[start of DOCUMENT PASSAGE]
EVA Post.pngThis is the showdown, guys. In the world of Windows tooling, which tool do we use?

In this post, we’ll cover the general benefits and pros and cons of SCCM vs DSC, and also consider GPO and MDT as well.

Plenty of people have offered their take on this, including my sempai, Declarative Configuration trailblazer and King Chef of the Realm Steven Murawski. I completely respect his opinion on the matter and encourage you to read it.  Murawski – DSC Which Direction Should we Go?.

My view differs slightly from my peers in that my background is in Enterprise Client Management, and I’ve been deploying SCCM since 2011 for customers into the tens of thousands of desktops and servers.

However, I also love to code, so maybe my perspective will help the concepts gel for you.

In my mind, this debate is not really about which tool is the one-true king to use in all cases, but rather about highlighting the strengths of each and noting when they should be used.  I’ll also describe how you deploy operating systems using each product as well.
[end of DOCUMENT PASSAGE]
* JOBS *
a – Does the Windows tooling post support each statement below? Answer yes or no for each, and quote the words of the post that decide it.
(i) The author has been deploying SCCM since 2011.
(ii) The post treats the debate as a search for one tool to use in all cases.
(iii) The author's background is in Enterprise Client Management.
b – Answer these questions from the Windows tooling post.
(i) Besides SCCM and DSC, which two tools will the post also consider?
(ii) Whose opinion does the author encourage readers to read?
(iii) What does the author say they also love to do?
c – Edit part of the Windows tooling post, starting with "EVA Post.pngThis is" and going on through "gel for you.", with "SCCM" replaced by "ConfigMgr".
[start of RECORDS SUPPLIED]
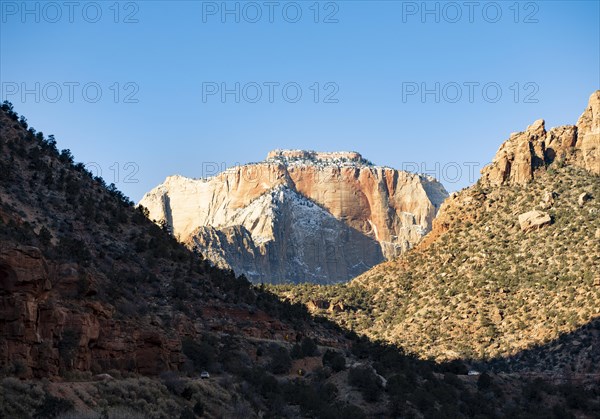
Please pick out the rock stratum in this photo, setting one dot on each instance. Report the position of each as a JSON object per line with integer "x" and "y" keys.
{"x": 526, "y": 154}
{"x": 299, "y": 216}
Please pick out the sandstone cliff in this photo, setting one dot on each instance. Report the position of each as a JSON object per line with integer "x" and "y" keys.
{"x": 300, "y": 215}
{"x": 512, "y": 263}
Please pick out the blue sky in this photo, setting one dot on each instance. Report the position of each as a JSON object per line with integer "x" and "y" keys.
{"x": 361, "y": 67}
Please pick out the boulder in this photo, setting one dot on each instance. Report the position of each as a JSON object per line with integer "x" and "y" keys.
{"x": 534, "y": 220}
{"x": 583, "y": 198}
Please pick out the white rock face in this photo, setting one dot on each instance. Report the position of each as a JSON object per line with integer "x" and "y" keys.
{"x": 299, "y": 216}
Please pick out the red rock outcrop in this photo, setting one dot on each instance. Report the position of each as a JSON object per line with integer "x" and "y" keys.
{"x": 243, "y": 219}
{"x": 524, "y": 153}
{"x": 40, "y": 334}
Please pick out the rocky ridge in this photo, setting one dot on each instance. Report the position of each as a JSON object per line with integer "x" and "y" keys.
{"x": 511, "y": 264}
{"x": 300, "y": 215}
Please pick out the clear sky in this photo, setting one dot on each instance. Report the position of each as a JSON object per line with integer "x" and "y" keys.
{"x": 134, "y": 89}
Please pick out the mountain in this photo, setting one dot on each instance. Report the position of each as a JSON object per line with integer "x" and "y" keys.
{"x": 299, "y": 216}
{"x": 511, "y": 264}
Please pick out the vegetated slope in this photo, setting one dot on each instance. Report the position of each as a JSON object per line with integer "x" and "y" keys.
{"x": 338, "y": 216}
{"x": 479, "y": 286}
{"x": 89, "y": 285}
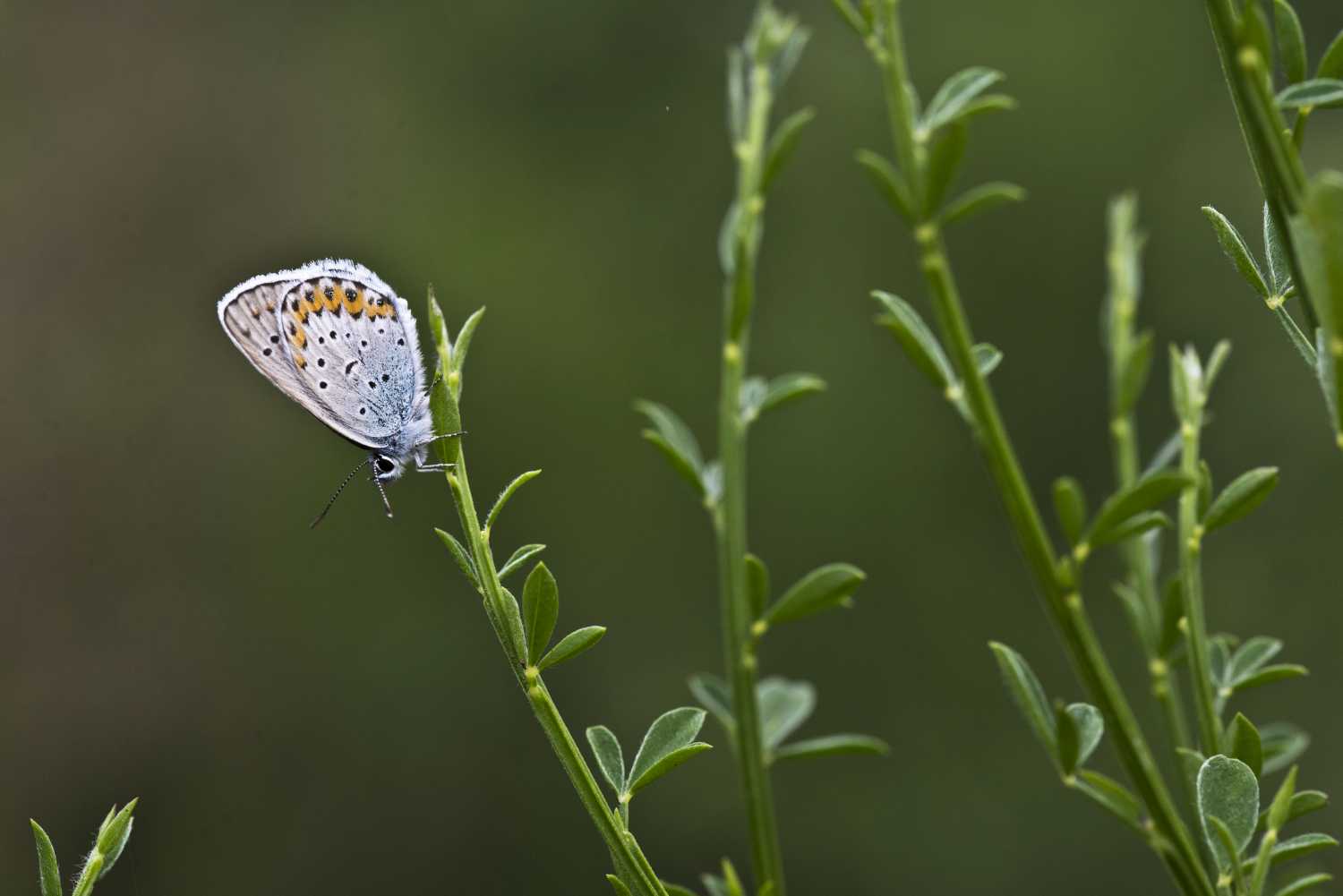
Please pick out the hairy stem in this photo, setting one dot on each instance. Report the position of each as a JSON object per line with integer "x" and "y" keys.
{"x": 1192, "y": 576}
{"x": 731, "y": 511}
{"x": 630, "y": 863}
{"x": 1061, "y": 597}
[end of RECORDS SUPPLIED]
* SOLUTIONS IN ORDER *
a –
(i) Yes: "I’ve been deploying SCCM since 2011"
(ii) No: "this debate is not really about which tool is the one-true king to use in all cases"
(iii) Yes: "my background is in Enterprise Client Management"

b –
(i) GPO and MDT
(ii) Steven Murawski's
(iii) Code

c –
EVA Post.pngThis is the showdown, guys. In the world of Windows tooling, which tool do we use?

In this post, we’ll cover the general benefits and pros and cons of ConfigMgr vs DSC, and also consider GPO and MDT as well.

Plenty of people have offered their take on this, including my sempai, Declarative Configuration trailblazer and King Chef of the Realm Steven Murawski. I completely respect his opinion on the matter and encourage you to read it.  Murawski – DSC Which Direction Should we Go?.

My view differs slightly from my peers in that my background is in Enterprise Client Management, and I’ve been deploying ConfigMgr since 2011 for customers into the tens of thousands of desktops and servers.

However, I also love to code, so maybe my perspective will help the concepts gel for you.